> Source data

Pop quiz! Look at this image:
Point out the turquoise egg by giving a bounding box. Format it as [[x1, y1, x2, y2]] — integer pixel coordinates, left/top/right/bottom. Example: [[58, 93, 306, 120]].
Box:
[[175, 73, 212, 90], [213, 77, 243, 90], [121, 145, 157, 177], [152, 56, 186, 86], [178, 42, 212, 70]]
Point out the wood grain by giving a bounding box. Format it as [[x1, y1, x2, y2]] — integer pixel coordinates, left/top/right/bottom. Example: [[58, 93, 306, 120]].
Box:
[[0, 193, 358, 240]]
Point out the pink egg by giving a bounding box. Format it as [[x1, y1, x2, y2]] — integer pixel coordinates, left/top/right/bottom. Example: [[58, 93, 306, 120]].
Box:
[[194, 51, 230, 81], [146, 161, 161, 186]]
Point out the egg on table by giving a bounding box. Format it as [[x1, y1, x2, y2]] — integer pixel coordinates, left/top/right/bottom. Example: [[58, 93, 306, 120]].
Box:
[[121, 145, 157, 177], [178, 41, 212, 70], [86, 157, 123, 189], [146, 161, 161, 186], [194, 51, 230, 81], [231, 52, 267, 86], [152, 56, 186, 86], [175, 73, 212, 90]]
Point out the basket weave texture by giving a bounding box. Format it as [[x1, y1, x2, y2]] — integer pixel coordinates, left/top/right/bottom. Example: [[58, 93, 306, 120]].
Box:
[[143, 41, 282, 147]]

> The task
Render every line of the items above as a Markdown table with the columns No. and Text, numbering each row and omitting any blank lines.

> Exercise answer
| No. | Text |
|---|---|
| 1 | Pop quiz! Look at this image: |
| 2 | Point out the turquoise egg by giving a bounding box. Format it as [[x1, y1, x2, y2]] — integer pixel coordinates, left/top/right/bottom. Example: [[58, 93, 306, 120]]. |
| 3 | Box: |
| 4 | [[175, 73, 212, 90], [213, 77, 243, 90], [121, 145, 157, 177], [152, 56, 186, 86], [178, 42, 212, 70]] |
| 5 | Point out the wood grain by giving a bounding box. Format it as [[x1, y1, x2, y2]] — integer pixel coordinates, left/top/right/bottom. Example: [[58, 93, 306, 120]]. |
| 6 | Box: |
| 7 | [[0, 193, 358, 240]] |
| 8 | Point out the pink egg by giving a bounding box. Format it as [[x1, y1, x2, y2]] — integer pixel coordinates, left/top/right/bottom. Example: [[58, 93, 306, 120]]. |
| 9 | Box: |
| 10 | [[194, 51, 230, 81], [146, 161, 161, 186]] |
| 11 | Point out the egg on table by giving a bounding box. Format it as [[x1, y1, x2, y2]] — integer pixel coordinates, left/top/right/bottom. Example: [[58, 93, 306, 120]]. |
| 12 | Box: |
| 13 | [[121, 145, 157, 177], [178, 41, 212, 70], [86, 157, 123, 189], [146, 161, 161, 186], [194, 51, 230, 81], [231, 52, 267, 86], [152, 56, 186, 86], [175, 73, 212, 90]] |
| 14 | Point out the basket weave texture by giving a bounding box. Format it as [[x1, y1, x2, y2]] — integer pixel coordinates, left/top/right/bottom. Example: [[58, 93, 306, 120]]. |
| 15 | Box: |
| 16 | [[143, 41, 282, 147]] |